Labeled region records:
↓↓↓

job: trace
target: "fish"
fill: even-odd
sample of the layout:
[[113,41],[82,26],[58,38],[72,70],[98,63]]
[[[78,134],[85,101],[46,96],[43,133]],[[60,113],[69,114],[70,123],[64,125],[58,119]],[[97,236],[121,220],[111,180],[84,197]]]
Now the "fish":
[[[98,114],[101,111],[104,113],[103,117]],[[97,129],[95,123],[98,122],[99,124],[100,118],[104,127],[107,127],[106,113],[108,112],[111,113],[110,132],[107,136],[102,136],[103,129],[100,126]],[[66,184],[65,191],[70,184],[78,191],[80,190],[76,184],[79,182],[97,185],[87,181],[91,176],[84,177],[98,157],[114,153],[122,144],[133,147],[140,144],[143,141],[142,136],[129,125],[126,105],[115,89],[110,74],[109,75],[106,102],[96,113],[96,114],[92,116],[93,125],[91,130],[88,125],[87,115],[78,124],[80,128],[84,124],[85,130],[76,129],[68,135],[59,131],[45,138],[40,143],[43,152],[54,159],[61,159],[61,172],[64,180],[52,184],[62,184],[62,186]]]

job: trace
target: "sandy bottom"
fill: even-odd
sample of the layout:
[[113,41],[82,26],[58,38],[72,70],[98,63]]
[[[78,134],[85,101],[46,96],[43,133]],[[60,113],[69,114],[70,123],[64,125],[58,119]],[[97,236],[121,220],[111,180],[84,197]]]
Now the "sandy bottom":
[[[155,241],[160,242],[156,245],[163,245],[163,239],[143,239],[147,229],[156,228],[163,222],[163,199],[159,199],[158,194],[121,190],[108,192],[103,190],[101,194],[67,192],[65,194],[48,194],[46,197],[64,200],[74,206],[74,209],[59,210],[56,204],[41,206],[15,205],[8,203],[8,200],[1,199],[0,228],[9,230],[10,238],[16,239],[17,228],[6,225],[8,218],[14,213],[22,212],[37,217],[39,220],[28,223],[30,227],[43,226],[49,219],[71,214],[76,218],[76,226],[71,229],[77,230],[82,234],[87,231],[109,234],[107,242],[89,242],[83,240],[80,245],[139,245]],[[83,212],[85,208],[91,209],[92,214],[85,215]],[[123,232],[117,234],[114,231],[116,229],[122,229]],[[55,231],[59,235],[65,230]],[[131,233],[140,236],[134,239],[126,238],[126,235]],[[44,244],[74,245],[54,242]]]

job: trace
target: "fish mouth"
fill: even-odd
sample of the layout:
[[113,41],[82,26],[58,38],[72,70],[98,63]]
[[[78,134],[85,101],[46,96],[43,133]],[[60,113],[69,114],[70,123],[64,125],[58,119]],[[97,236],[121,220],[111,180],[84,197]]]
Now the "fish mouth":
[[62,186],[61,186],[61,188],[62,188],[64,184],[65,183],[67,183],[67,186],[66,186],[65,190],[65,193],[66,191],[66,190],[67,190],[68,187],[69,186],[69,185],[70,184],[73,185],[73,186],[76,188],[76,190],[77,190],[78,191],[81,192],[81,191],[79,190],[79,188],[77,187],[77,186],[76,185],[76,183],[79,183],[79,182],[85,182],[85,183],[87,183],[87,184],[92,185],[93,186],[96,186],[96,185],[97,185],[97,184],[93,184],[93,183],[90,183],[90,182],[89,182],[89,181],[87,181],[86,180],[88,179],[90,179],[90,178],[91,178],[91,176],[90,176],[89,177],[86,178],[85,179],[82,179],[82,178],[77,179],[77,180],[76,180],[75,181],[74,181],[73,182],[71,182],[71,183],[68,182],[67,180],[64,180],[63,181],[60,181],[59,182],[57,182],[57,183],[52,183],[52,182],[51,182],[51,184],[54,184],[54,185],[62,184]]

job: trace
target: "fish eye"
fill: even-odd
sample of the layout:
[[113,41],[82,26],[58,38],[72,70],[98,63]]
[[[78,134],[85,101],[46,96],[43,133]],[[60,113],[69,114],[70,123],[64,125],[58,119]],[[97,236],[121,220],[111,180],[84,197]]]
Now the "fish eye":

↑↑↑

Exercise description:
Your task is to repeat every entry exactly.

Result:
job: trace
target: "fish"
fill: even-odd
sample of the layout:
[[113,41],[82,26],[58,38],[72,70],[98,63]]
[[[78,134],[85,101],[46,96],[43,133]],[[60,113],[69,114],[70,123],[64,125],[58,119]],[[97,236],[121,220],[111,180],[84,197]]]
Now the "fish":
[[[98,114],[101,111],[104,113],[103,117]],[[97,129],[95,123],[98,122],[99,124],[100,118],[104,127],[107,127],[106,113],[108,112],[111,113],[110,132],[107,136],[102,136],[103,129],[100,126]],[[66,184],[65,191],[70,184],[78,191],[80,190],[76,184],[79,182],[97,185],[87,181],[91,176],[84,177],[98,157],[114,153],[122,144],[133,147],[140,144],[143,141],[142,136],[129,125],[126,105],[115,89],[110,74],[109,75],[106,102],[96,113],[96,114],[92,116],[93,125],[91,130],[88,125],[87,115],[78,124],[80,128],[84,124],[85,130],[76,129],[68,135],[59,131],[45,138],[40,143],[43,152],[54,159],[61,159],[61,172],[64,180],[52,184],[62,184],[62,186]]]

job: trace
target: "sandy bottom"
fill: even-odd
sample of the layout:
[[113,41],[82,26],[58,38],[72,70],[98,63]]
[[[78,134],[85,101],[46,96],[43,133]],[[60,113],[69,114],[70,123],[64,125],[58,119]],[[97,236],[121,220],[111,180],[84,197]]]
Now the "sandy bottom":
[[[155,241],[160,242],[156,245],[163,245],[163,239],[143,239],[147,229],[156,228],[163,222],[163,199],[159,199],[158,194],[121,190],[108,192],[103,190],[101,194],[67,192],[65,194],[48,194],[46,197],[64,200],[74,206],[74,209],[59,210],[56,204],[41,206],[15,205],[8,203],[8,200],[1,199],[0,228],[9,230],[10,238],[16,239],[17,228],[6,225],[8,218],[14,213],[22,212],[37,217],[39,220],[28,223],[30,227],[43,226],[49,219],[71,214],[76,218],[76,226],[71,229],[77,230],[82,234],[87,231],[109,234],[107,242],[89,242],[83,240],[80,245],[139,245]],[[83,212],[85,208],[91,209],[92,214],[85,215]],[[123,232],[117,234],[114,231],[116,229],[122,229]],[[55,231],[59,235],[65,230]],[[131,233],[140,236],[134,239],[126,238],[126,235]],[[44,244],[74,245],[54,242]]]

job: trace
target: "fish mouth"
fill: even-odd
sample of the layout:
[[113,41],[82,26],[58,38],[72,70],[98,63]]
[[[78,134],[85,101],[46,96],[43,133]],[[60,113],[69,114],[70,123],[64,125],[58,119]],[[97,236],[121,220],[111,180],[84,197]]]
Now the "fish mouth":
[[62,186],[61,186],[61,188],[62,188],[64,184],[65,183],[67,183],[67,186],[66,186],[65,190],[65,193],[66,191],[66,190],[67,190],[68,187],[69,186],[69,185],[70,184],[73,185],[73,186],[76,188],[76,190],[77,190],[78,191],[81,192],[81,191],[79,190],[79,188],[77,187],[77,186],[76,185],[76,183],[79,183],[79,182],[85,182],[85,183],[87,183],[87,184],[92,185],[93,186],[96,186],[96,185],[97,185],[97,184],[93,184],[93,183],[90,183],[90,182],[89,182],[89,181],[87,181],[86,180],[88,179],[90,179],[90,178],[91,178],[91,176],[90,176],[89,177],[86,178],[85,179],[82,179],[82,178],[77,179],[77,180],[76,180],[75,181],[74,181],[73,182],[71,182],[71,183],[68,182],[67,180],[64,180],[63,181],[60,181],[59,182],[57,182],[57,183],[52,183],[52,182],[51,182],[51,184],[54,184],[54,185],[62,184]]

job: trace
target: "fish eye"
fill: even-odd
sample of the layout:
[[113,41],[82,26],[58,38],[72,70],[98,63]]
[[[78,134],[85,101],[46,96],[43,133]],[[60,113],[69,114],[70,123],[64,125],[58,119]],[[97,236],[121,220],[111,180],[84,197]]]
Now the "fish eye":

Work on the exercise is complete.